Tasks for this exercise:
a) Please check each statement against the news briefs and answer yes or no, quoting the words of the text that decide it. (i) Jose Oswaldo Reyes Alfaro is 37 years old. (ii) Police suggested a motive for the Manassas attacks. (iii) A final ruling on the Loughner photos will be made at a Feb. 18 hearing.
b) Swap "supermarket" for "grocery store" in the news briefs, giving the part starting with "Judge blocks Loughner" and going on through "County Sheriff’s Department.".
c) Write the next part of the news briefs, beginning after the last sentence shown.

[Provided passage — start]

Mazel, a fellow of the Jerusalem Center for Public Affairs, said the Egyptian army, now temporarily running the country, is not friendly to the Muslim Brotherhood. But he said the Brotherhood is more organized than other opposition groups.

Illegal immigrant charged with killing 3

MANASSAS, Va., Feb. 11 (UPI) — A man charged with killing three people in Manassas, Va., is an illegal immigrant who had been dodging deportation since 2002, police said Friday.

Jose Oswaldo Reyes Alfaro, 37, was arrested Thursday, The Washington Post reported. Investigators said his car was pulled over at about 8 p.m. less than 45 minutes after the first bodies were found.

Brenda Ashcraft, 56, and William Ashbey, 37, were shot and killed at one house in Manassas, while a teenage girl suffered minor injuries, police said. A few blocks away at a second home, Julio Cesar Ulloa, 48, died from a gunshot wound, while a 77-year-old woman was attacked with a knife.

Alfaro has been charged with three counts of murder.

Police said Alfaro knew the people he attacked, although they did not suggest a motive.

Alfaro, a native of El Salvador, has been in the United States since 2001, Cori Bassett, a spokeswoman for Immigration and Customs Enforcement, said. She said he was apparently identified as an illegal immigrant soon after his arrival, failed to show up for a hearing before an immigration judge in 2002 and stayed under the radar until his arrest Thursday.

Judge blocks Loughner photo release

PHOENIX, Feb. 11 (UPI) — A judge in Phoenix Friday temporarily blocked the release of federal mug shots of the man suspected of trying to assassinate U.S. Rep. Gabrielle Giffords.

U.S. District Judge Larry Burns issued a one-page order preventing the release of photos of Jared Lee Loughner, 22, charged in the Jan. 8 shooting spree that left six people dead, including U.S. District Judge John M. Roll, and 13 wounded, including the Democratic Arizona congresswoman, at a constituent meet-and-greet event outside a Tucson supermarket.

Burns’s order said a final ruling on the issue will be made at a Feb. 18 hearing, Courthouse News Service reported.

Loughner is jailed awaiting prosecution on federal charges. A photo of him with a shaved head and grinning reportedly was taken after his arrest by the Pima County Sheriff’s Department.

[Provided passage — finish]
[Material shown — start]

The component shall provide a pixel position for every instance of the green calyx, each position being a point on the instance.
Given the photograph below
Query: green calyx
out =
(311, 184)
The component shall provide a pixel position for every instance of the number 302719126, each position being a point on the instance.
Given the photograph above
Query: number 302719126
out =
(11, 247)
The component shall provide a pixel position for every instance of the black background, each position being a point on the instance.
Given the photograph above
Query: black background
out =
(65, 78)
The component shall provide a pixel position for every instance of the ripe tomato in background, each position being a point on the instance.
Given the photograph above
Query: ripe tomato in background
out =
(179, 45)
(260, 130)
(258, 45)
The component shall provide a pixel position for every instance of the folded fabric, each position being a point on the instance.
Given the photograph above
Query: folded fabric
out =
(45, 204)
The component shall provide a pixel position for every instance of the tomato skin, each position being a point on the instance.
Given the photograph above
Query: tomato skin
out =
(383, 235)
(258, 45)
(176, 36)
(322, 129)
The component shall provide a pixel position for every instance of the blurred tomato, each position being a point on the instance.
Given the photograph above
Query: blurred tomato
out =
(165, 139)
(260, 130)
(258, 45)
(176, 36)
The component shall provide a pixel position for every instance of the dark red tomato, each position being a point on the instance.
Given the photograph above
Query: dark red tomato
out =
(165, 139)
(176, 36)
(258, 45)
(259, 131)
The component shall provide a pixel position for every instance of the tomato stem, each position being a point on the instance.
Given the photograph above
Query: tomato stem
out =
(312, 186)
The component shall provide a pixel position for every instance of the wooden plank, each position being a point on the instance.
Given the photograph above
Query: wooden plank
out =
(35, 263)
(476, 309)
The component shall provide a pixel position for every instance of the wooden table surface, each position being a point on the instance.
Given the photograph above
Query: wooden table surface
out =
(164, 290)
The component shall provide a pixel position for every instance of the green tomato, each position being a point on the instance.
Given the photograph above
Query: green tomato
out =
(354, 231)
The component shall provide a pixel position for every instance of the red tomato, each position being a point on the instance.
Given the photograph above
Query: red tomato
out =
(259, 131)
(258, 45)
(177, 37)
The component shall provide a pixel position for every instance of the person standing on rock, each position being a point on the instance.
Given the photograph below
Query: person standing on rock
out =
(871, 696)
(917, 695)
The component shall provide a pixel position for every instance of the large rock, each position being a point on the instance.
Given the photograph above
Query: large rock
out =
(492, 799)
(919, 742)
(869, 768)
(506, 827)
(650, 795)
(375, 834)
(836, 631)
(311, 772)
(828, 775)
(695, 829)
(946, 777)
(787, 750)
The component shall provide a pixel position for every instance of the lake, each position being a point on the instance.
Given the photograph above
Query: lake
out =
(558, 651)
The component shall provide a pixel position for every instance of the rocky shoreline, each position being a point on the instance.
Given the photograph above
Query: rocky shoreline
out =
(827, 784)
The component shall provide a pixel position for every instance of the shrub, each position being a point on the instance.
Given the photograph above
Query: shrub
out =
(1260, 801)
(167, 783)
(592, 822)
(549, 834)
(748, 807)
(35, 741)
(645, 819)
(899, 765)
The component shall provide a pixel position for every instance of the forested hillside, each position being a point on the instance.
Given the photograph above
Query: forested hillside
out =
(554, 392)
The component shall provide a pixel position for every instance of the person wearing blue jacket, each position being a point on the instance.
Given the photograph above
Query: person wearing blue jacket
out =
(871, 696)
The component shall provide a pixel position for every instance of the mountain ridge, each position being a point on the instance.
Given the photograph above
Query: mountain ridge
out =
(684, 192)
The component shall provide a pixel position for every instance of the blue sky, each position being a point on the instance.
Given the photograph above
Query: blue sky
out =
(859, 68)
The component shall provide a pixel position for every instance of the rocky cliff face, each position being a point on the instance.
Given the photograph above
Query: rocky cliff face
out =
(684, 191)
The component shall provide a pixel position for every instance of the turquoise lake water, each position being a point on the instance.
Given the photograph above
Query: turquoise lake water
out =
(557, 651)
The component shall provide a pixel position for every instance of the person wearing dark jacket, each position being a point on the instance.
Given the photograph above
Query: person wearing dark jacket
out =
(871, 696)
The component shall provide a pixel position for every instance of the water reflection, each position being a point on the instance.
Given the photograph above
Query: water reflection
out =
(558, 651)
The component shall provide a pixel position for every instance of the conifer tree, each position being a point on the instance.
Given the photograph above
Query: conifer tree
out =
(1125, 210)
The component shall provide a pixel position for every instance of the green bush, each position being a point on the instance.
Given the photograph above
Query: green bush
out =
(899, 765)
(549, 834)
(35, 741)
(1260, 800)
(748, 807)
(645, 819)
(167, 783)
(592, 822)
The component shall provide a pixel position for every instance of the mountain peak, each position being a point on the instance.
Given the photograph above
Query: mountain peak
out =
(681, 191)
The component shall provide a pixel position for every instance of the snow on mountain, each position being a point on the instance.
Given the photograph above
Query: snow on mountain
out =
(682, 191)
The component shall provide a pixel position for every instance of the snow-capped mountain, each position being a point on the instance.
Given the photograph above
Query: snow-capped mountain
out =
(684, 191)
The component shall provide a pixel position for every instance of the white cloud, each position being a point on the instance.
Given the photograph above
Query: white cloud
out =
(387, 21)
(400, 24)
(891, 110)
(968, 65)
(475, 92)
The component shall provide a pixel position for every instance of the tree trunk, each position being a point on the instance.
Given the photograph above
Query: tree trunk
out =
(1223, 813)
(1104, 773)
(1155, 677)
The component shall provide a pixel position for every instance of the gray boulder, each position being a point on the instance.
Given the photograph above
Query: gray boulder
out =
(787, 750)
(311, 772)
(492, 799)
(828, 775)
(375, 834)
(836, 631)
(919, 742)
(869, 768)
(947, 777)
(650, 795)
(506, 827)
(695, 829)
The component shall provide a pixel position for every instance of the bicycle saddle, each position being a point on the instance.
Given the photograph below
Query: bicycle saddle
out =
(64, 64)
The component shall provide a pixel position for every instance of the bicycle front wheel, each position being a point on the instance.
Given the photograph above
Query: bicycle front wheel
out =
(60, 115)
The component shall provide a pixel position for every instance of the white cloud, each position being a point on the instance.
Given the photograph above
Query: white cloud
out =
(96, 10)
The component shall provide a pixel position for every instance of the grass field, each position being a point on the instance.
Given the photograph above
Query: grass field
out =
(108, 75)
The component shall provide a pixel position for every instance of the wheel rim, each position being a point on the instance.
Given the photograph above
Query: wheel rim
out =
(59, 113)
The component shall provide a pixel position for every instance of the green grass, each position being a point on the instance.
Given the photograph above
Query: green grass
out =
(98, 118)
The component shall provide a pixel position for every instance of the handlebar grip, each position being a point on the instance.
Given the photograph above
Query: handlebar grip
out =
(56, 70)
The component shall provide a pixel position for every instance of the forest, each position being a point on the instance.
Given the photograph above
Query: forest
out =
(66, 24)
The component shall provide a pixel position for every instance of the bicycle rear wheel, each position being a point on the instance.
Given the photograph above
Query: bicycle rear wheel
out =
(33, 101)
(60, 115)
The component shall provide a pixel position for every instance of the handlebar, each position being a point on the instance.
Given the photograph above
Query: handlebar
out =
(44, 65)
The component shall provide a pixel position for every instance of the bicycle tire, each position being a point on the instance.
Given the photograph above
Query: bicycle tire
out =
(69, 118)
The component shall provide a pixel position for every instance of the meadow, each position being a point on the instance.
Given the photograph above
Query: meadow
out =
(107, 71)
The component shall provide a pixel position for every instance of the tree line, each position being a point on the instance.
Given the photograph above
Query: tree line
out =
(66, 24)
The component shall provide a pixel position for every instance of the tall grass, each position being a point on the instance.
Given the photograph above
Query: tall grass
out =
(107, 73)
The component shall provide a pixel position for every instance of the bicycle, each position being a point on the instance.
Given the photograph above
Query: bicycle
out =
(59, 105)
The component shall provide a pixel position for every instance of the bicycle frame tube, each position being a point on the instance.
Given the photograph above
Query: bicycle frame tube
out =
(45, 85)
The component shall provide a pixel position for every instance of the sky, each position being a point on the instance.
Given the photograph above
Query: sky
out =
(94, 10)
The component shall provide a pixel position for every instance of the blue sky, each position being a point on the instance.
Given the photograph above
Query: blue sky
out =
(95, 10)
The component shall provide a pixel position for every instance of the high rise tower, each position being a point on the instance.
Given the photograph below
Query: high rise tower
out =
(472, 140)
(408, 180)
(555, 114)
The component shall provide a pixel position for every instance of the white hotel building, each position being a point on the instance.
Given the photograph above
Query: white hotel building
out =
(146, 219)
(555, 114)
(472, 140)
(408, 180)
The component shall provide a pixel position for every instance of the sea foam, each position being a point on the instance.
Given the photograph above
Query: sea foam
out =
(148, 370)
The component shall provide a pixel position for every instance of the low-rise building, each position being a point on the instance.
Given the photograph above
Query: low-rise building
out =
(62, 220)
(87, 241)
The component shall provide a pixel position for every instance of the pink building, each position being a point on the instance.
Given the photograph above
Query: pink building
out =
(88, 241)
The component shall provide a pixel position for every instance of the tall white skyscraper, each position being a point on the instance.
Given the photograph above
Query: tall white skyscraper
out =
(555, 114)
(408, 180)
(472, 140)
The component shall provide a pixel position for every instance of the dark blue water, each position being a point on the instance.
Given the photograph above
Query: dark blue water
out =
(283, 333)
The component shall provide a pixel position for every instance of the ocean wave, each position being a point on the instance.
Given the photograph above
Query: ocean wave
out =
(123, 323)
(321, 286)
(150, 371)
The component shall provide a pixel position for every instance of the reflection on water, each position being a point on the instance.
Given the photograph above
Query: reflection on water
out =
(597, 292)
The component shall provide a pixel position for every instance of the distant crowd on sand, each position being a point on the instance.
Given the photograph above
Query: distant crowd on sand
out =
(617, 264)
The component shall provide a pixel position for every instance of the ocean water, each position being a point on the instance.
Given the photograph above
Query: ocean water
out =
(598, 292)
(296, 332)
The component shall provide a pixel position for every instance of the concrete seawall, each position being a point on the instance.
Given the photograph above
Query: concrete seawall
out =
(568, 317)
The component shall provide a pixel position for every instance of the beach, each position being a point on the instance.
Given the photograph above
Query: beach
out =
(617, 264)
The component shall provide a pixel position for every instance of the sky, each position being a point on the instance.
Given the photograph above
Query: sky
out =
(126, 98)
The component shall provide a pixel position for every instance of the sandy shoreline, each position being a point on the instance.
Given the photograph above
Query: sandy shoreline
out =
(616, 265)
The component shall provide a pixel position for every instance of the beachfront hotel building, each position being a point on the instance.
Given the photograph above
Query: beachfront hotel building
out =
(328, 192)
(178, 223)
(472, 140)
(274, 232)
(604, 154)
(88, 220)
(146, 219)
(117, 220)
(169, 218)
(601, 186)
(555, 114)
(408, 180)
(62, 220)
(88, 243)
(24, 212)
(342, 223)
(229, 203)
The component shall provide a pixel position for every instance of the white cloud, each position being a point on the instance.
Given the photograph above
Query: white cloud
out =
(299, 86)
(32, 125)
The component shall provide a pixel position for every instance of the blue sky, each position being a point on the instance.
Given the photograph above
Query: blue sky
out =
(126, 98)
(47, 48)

[Material shown — finish]

Answers:
a)
(i) Yes: "Jose Oswaldo Reyes Alfaro, 37, was arrested Thursday"
(ii) No: "although they did not suggest a motive"
(iii) Yes: "a final ruling on the issue will be made at a Feb. 18 hearing"

b)
Judge blocks Loughner photo release

PHOENIX, Feb. 11 (UPI) — A judge in Phoenix Friday temporarily blocked the release of federal mug shots of the man suspected of trying to assassinate U.S. Rep. Gabrielle Giffords.

U.S. District Judge Larry Burns issued a one-page order preventing the release of photos of Jared Lee Loughner, 22, charged in the Jan. 8 shooting spree that left six people dead, including U.S. District Judge John M. Roll, and 13 wounded, including the Democratic Arizona congresswoman, at a constituent meet-and-greet event outside a Tucson grocery store.

Burns’s order said a final ruling on the issue will be made at a Feb. 18 hearing, Courthouse News Service reported.

Loughner is jailed awaiting prosecution on federal charges. A photo of him with a shaved head and grinning reportedly was taken after his arrest by the Pima County Sheriff’s Department.

c)
NYC police seek suspect in triple homicide

NEW YORK, Feb. 11 (UPI) — Police searched for a 23-year-old New York City man suspected of killing three people and injuring two others Friday, authorities said.

Maksim Gelman, 23, allegedly first fatally stabbed his 54-year-old stepfather, Aleksandr Kuznetsov, in the early morning hours at the Sheepshead Bay apartment they shared in Brooklyn borough, police told the New York Daily News.

Gelman then allegedly stabbed his girlfriend and her mother to death in an apartment in the same neighborhood, the newspaper said.

Immediately after killing the women, Gelman stabbed a 42-year-old man and stole his car, police said. That victim was hospitalized in critical condition.

One mile from the carjacking, Gelman struck an elderly pedestrian, who was in grave condition at another hospital.

Gelman is 6 feet tall and weighs 170 pounds, police said.

“We’re actively pursuing him,” said NYPD Deputy Commissioner Paul Browne.

Ex-Marine given Navy Cross 45 years late

QUANTICO, Va., Feb. 11 (UPI) — Former U.S. Marine Ned E. Seath received the Navy Cross Friday for his heroic actions during a firefight in Vietnam nearly 45 years ago.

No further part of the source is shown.